- [WHAT IS BEING ASKED]: From the top of the entries below through the line containing "positive clicks: (355, 31)", return every line exactly as written, please, and stop there.
** Opening SUPPLIED ENTRIES block **
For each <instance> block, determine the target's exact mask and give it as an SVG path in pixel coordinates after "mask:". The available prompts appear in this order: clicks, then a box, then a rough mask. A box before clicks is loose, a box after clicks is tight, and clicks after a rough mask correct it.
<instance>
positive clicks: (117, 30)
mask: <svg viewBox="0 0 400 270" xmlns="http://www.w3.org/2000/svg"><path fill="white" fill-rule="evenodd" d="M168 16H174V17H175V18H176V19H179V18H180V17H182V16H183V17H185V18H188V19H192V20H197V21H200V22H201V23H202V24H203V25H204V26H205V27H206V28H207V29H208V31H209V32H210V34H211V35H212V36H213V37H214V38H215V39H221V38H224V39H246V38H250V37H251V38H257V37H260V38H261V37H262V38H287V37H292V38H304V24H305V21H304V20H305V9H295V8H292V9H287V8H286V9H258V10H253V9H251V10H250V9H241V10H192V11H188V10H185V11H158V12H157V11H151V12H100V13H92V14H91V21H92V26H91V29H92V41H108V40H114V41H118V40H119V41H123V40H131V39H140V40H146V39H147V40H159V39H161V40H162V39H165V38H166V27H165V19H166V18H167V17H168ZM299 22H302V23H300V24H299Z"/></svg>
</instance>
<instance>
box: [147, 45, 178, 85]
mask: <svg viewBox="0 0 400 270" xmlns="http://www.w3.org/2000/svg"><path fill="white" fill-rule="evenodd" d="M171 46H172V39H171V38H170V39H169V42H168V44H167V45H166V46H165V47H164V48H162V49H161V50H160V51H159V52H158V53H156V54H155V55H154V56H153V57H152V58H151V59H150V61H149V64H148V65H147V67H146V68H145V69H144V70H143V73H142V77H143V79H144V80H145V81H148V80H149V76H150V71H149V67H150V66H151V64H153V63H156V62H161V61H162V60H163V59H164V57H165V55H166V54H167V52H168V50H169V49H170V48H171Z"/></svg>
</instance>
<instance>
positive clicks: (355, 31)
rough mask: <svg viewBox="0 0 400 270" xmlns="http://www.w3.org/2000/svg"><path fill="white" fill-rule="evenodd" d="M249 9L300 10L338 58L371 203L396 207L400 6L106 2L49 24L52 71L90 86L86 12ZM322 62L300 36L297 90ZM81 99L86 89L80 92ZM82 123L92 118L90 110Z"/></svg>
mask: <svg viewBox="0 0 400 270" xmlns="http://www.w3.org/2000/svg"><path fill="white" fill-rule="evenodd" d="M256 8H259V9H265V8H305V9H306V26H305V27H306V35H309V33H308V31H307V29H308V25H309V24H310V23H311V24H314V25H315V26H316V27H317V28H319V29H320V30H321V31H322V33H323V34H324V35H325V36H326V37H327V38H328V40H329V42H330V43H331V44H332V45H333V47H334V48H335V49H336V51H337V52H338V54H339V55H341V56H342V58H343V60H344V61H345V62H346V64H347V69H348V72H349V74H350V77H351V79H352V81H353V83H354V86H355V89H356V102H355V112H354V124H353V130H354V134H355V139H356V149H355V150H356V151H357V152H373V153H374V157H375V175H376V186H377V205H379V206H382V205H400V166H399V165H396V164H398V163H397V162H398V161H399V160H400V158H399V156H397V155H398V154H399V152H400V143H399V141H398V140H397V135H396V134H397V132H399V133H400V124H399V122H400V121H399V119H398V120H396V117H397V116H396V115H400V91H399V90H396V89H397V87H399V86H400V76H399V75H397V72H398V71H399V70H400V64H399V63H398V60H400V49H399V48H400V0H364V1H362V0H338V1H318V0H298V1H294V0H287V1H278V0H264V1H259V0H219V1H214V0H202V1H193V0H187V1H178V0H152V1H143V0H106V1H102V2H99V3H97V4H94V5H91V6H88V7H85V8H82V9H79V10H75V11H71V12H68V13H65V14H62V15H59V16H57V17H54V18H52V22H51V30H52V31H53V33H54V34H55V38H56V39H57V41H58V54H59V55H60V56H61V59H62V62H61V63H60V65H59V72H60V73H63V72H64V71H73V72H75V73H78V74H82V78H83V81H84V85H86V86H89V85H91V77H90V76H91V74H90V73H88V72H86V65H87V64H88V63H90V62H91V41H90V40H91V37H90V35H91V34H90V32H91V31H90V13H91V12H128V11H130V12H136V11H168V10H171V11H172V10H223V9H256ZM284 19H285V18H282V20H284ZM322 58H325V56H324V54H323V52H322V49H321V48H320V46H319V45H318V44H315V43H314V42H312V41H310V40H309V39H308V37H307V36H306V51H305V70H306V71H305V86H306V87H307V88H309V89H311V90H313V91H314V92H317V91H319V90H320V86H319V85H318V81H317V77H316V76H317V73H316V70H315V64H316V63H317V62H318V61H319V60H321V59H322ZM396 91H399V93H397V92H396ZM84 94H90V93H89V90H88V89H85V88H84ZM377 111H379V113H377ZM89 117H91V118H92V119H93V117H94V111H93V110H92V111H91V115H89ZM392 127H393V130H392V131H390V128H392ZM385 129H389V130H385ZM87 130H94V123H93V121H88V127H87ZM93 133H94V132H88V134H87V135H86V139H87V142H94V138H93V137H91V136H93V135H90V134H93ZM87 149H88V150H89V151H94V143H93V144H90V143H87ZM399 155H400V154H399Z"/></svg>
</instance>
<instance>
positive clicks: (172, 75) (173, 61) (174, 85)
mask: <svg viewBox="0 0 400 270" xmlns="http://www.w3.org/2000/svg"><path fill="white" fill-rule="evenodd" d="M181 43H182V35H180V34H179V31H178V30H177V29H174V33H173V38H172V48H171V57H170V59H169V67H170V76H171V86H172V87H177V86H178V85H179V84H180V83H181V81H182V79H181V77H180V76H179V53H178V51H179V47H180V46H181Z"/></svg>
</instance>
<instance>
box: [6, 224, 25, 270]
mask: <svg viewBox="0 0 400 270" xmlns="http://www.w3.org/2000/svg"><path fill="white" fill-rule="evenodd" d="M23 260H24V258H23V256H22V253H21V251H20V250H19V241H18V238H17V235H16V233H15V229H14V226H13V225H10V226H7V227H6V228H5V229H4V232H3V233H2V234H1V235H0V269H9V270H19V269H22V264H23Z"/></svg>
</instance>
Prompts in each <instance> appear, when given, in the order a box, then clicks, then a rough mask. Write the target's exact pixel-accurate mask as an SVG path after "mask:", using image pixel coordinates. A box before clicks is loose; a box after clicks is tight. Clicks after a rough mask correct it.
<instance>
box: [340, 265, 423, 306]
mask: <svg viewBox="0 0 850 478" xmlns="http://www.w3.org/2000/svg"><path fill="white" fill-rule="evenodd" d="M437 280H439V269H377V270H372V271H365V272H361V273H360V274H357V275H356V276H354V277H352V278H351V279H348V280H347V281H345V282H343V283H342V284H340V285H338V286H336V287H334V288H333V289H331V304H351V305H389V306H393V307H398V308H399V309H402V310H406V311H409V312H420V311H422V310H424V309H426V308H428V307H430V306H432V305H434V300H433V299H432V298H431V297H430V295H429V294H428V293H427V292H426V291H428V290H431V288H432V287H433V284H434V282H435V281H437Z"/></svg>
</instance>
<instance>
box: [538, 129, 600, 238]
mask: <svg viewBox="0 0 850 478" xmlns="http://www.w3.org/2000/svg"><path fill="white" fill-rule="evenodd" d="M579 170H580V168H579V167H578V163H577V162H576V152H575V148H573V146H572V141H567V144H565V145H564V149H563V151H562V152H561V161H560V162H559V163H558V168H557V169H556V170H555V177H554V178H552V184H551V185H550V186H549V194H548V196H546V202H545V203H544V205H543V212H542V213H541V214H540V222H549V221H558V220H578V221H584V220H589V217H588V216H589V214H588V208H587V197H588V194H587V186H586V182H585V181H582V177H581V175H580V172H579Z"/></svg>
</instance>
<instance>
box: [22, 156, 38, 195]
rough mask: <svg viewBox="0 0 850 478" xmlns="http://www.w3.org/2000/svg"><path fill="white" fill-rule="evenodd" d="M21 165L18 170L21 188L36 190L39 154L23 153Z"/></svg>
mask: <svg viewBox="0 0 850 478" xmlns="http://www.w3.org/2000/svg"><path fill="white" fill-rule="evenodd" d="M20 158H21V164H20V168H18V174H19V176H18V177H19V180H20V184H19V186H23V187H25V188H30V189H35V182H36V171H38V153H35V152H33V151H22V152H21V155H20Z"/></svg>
** Closing SUPPLIED ENTRIES block **
- [THE ANSWER]:
For each <instance> block, determine the target's exact mask and give it as an SVG path in pixel coordinates after "mask:". The available prompts appear in this order: clicks, then a box, then a rough mask. A box before clicks is loose, a box after clicks is tight, and clicks after a rough mask correct it.
<instance>
positive clicks: (117, 30)
mask: <svg viewBox="0 0 400 270" xmlns="http://www.w3.org/2000/svg"><path fill="white" fill-rule="evenodd" d="M168 16H174V17H175V18H176V19H179V18H180V17H182V16H183V17H185V18H188V19H192V20H197V21H200V22H201V23H202V24H203V25H204V26H205V27H206V28H207V29H208V31H209V32H210V34H211V35H212V36H213V37H214V38H215V39H221V38H224V39H246V38H250V37H251V38H257V37H260V38H261V37H262V38H287V37H292V38H304V24H305V21H304V20H305V9H295V8H292V9H287V8H286V9H258V10H253V9H251V10H250V9H241V10H192V11H188V10H185V11H158V12H157V11H151V12H100V13H92V14H91V21H92V26H91V29H92V41H108V40H114V41H118V40H119V41H123V40H131V39H140V40H146V39H147V40H159V39H161V40H162V39H165V38H166V27H165V19H166V18H167V17H168ZM299 22H302V23H300V24H299Z"/></svg>
</instance>
<instance>
box: [147, 45, 178, 85]
mask: <svg viewBox="0 0 400 270" xmlns="http://www.w3.org/2000/svg"><path fill="white" fill-rule="evenodd" d="M171 46H172V39H171V38H170V39H169V42H168V44H167V45H166V46H165V47H164V48H162V49H161V50H160V51H159V52H158V53H156V54H155V55H154V56H153V57H152V58H151V59H150V61H149V64H148V65H147V67H146V68H145V69H144V70H143V73H142V77H143V79H144V80H145V81H148V80H149V76H150V71H149V67H150V66H151V64H153V63H156V62H161V61H162V60H163V59H164V57H165V55H166V54H167V52H168V50H169V49H170V48H171Z"/></svg>
</instance>
<instance>
positive clicks: (355, 31)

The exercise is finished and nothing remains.